Task to carry out
Show every line of the records that contains the word "ceiling".

Dataset content
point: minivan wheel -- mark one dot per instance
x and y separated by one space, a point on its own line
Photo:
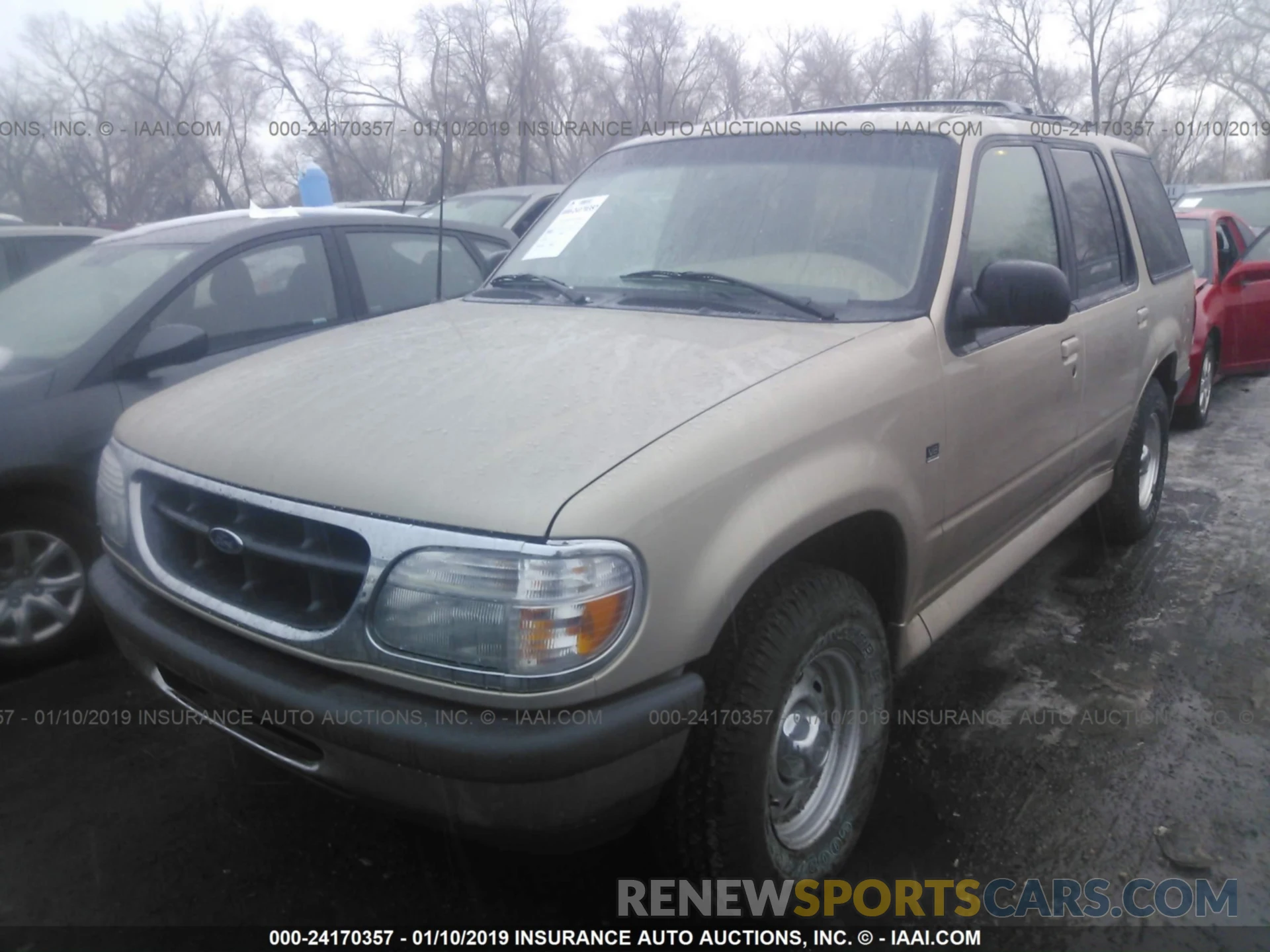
1129 508
1197 414
779 776
45 607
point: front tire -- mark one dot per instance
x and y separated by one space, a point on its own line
1129 508
785 795
46 547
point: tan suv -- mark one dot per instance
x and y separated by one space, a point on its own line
743 424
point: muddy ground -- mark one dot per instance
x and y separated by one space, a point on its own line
1137 687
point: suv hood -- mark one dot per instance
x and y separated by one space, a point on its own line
465 414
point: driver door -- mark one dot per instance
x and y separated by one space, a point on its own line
1013 394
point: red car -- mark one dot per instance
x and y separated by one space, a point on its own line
1232 303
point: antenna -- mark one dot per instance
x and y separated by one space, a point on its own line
441 194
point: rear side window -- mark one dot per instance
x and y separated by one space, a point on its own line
1013 216
1158 229
1095 231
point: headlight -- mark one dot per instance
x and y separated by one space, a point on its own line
507 612
112 499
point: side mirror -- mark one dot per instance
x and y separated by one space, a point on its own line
1245 273
1016 295
165 346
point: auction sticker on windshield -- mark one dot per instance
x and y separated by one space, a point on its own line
566 227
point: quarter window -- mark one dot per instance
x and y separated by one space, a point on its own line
1158 227
1094 223
1013 216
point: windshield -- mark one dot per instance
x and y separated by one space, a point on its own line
850 222
479 210
48 314
1195 235
1253 205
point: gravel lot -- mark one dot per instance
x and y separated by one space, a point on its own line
1156 658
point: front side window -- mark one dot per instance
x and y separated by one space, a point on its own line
1195 237
1094 223
399 270
1013 216
48 314
266 292
850 222
1162 244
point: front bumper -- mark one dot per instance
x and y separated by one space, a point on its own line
583 772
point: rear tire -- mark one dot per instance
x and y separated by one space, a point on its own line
1129 508
1195 415
779 779
46 612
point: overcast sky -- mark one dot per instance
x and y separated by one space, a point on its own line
359 18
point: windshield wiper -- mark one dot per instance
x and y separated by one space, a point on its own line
799 303
567 291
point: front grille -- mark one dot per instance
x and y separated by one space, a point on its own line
298 571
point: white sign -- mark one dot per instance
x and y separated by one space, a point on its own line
566 227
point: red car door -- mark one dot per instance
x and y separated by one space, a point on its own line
1249 287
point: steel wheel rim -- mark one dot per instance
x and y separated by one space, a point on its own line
1148 463
1206 382
816 750
42 587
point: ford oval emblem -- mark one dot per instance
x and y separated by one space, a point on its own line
225 541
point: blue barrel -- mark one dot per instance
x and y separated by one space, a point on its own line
314 187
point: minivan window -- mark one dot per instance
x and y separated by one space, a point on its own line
479 210
847 221
1158 227
399 270
1094 223
1013 216
48 314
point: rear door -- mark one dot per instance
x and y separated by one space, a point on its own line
1014 394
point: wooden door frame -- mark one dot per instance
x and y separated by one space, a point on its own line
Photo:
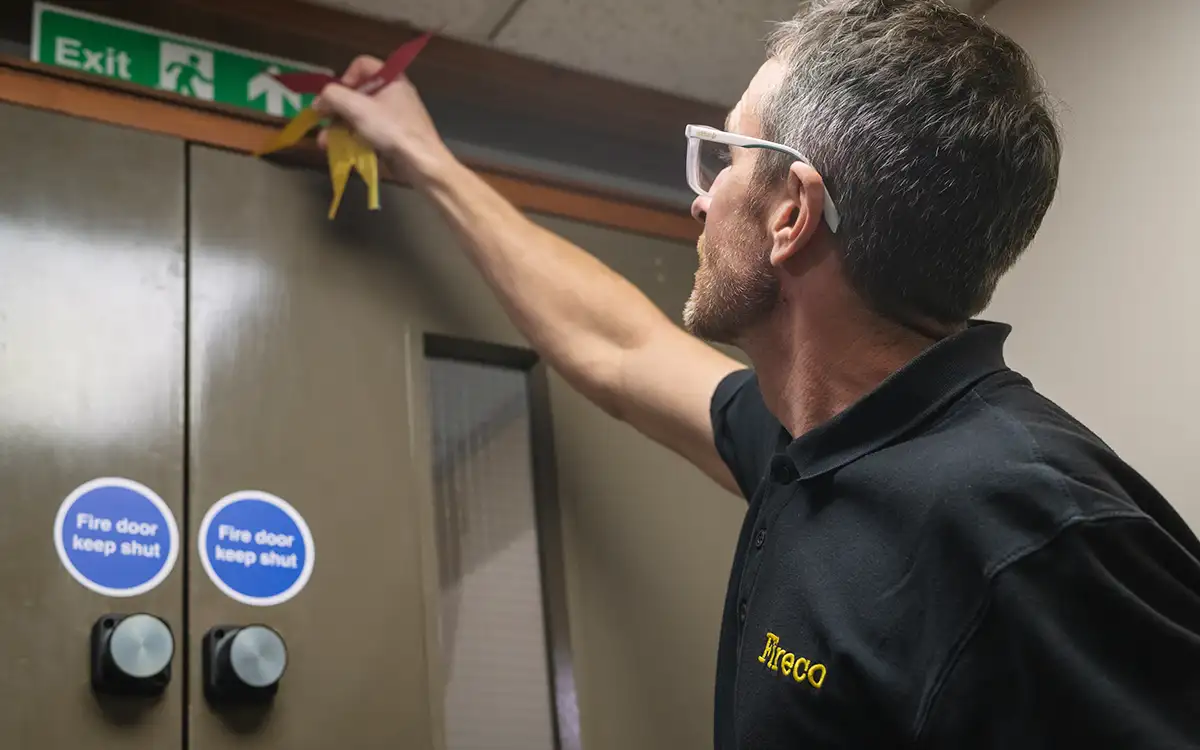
82 95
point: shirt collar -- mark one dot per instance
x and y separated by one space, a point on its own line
904 401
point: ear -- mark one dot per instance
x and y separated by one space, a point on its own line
798 216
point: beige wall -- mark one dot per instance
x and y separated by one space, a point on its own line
1104 304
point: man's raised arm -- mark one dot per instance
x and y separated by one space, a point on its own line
592 325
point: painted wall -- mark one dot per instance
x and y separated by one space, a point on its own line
1103 303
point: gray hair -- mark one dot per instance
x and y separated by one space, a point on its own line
934 136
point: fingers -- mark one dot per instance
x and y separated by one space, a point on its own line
341 101
363 67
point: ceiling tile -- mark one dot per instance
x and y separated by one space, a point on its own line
706 49
468 19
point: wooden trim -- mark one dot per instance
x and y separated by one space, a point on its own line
75 94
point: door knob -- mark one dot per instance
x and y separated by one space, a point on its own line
243 664
131 654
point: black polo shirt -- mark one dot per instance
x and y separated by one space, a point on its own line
953 562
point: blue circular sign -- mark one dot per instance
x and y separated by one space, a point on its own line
256 547
117 537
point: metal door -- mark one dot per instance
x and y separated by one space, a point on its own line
91 382
298 363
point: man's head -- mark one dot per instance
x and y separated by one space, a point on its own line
931 133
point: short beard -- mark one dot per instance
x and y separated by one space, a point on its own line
726 300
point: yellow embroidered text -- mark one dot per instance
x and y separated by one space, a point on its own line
797 667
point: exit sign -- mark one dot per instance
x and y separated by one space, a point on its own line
204 71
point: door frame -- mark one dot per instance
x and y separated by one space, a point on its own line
83 95
420 345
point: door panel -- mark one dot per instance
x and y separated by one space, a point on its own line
298 365
91 382
309 382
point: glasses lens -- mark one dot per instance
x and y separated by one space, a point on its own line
714 157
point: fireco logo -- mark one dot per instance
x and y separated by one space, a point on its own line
797 667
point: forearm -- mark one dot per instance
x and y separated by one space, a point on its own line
579 313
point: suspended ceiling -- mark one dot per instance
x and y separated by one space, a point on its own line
705 49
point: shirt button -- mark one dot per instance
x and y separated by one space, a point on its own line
783 472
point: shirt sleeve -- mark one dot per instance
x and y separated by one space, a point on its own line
1092 641
744 431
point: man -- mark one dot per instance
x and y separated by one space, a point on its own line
934 555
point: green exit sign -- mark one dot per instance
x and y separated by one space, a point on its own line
167 61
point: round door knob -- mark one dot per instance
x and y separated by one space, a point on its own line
131 654
243 664
141 646
258 657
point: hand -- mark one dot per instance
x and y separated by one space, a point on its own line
394 120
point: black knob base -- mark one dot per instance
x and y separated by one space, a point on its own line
222 683
108 677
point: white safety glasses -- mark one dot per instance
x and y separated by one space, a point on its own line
708 155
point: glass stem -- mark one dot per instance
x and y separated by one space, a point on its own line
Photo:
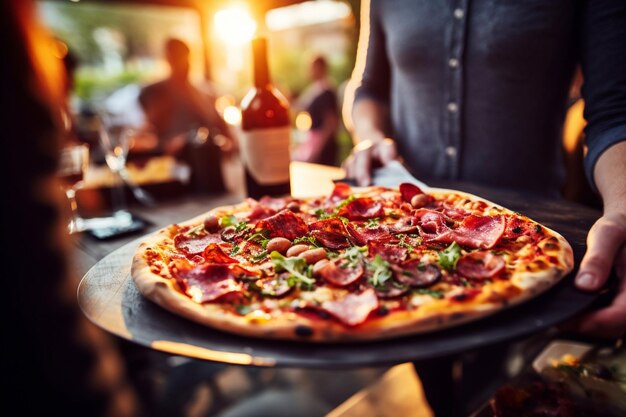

The completed task
point: ceiling tile -- mark one dot per instance
point: suspended ceiling -- mark one dot per instance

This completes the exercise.